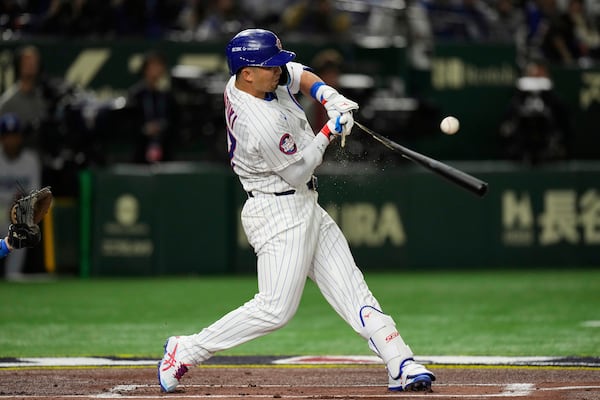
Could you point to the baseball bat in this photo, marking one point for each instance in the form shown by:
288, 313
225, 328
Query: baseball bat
454, 175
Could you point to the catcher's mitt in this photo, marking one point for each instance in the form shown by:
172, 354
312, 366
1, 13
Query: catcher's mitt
30, 209
23, 235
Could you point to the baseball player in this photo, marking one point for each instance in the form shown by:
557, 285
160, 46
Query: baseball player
274, 152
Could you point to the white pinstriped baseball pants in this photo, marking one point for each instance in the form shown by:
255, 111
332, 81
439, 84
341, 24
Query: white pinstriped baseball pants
294, 238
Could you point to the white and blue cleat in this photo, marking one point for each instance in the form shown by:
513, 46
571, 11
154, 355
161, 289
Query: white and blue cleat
413, 377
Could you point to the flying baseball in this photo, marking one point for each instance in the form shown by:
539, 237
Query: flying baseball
450, 125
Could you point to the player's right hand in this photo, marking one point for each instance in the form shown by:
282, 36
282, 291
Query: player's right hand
340, 125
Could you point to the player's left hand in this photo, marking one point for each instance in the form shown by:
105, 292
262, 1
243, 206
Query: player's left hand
336, 104
340, 125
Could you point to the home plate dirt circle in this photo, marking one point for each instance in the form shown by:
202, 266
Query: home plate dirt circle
292, 381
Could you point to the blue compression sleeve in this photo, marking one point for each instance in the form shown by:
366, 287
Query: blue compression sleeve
4, 250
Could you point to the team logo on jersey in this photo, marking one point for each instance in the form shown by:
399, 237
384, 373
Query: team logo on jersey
287, 144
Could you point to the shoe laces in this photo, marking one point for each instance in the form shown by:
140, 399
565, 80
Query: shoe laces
181, 371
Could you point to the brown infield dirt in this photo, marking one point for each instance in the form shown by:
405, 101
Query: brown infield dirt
249, 382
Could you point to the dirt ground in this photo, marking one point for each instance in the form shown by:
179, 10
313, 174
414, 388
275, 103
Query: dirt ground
250, 382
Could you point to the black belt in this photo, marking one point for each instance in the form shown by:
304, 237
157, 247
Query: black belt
311, 185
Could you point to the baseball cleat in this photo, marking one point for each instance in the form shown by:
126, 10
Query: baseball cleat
171, 368
413, 377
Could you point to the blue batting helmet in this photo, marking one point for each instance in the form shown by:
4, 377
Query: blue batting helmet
256, 48
9, 123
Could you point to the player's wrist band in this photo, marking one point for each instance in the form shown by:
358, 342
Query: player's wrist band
326, 131
315, 88
4, 250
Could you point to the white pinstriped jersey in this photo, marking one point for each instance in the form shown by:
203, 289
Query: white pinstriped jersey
265, 136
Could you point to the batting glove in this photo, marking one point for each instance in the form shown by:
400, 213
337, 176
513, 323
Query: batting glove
340, 125
334, 103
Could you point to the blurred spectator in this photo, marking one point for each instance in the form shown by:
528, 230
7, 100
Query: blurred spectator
215, 19
536, 126
469, 20
19, 171
585, 32
155, 112
77, 18
316, 17
12, 16
509, 25
25, 97
539, 16
265, 14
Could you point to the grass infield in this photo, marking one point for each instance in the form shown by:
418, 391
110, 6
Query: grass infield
510, 313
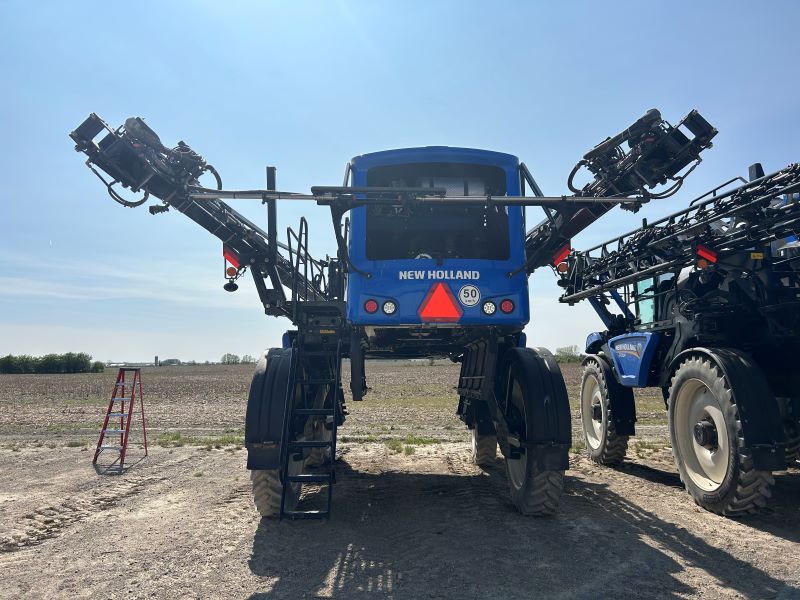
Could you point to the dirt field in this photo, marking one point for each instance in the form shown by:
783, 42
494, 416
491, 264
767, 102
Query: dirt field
412, 517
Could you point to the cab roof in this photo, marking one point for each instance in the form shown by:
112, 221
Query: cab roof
426, 154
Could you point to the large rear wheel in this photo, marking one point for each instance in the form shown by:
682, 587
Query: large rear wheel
708, 443
267, 489
532, 379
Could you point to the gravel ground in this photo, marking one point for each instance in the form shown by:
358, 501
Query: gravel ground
421, 522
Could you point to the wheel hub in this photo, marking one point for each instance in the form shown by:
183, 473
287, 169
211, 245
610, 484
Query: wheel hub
705, 434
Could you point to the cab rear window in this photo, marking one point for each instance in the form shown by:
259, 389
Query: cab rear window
438, 231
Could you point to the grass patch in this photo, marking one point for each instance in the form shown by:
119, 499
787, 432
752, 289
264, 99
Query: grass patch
172, 439
578, 446
394, 445
415, 440
643, 447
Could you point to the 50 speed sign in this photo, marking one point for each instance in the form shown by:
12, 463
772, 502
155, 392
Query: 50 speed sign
469, 295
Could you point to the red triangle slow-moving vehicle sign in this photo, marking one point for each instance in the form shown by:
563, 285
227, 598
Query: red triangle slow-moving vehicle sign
440, 305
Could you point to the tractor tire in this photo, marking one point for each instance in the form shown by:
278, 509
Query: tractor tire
484, 448
267, 489
708, 444
603, 445
533, 491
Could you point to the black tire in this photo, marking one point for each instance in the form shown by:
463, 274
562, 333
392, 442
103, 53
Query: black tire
531, 377
484, 448
267, 489
708, 443
603, 445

-------------------------

* _Required task_
Copy every line of the rows from the one containing "Could you point to the 50" through the final line of the rows, keeping the requests. Add 17 to each x and y coordinate in the answer points.

* _Written solution_
Could you point to the 50 speed sign in this photo, marking one point for each instance in the form shown by:
12, 463
772, 502
155, 392
Query: 50 speed sign
486, 312
Could you point to the red triangle slow-moving vehicle sign in this photo, marking one point for each instance in the form shown by:
563, 285
227, 598
Query: red triangle slow-moving vehicle sign
457, 322
Could you point to the tractor tire in this photo, marking one point for each instance in the form shown by:
278, 509
Query: tractor tire
501, 465
284, 506
725, 461
620, 462
550, 508
Could you point to the black tire in this photo, marking one point for each instance in the form shown by:
463, 274
562, 333
392, 442
103, 53
Query: black tire
548, 394
501, 465
284, 506
725, 460
620, 462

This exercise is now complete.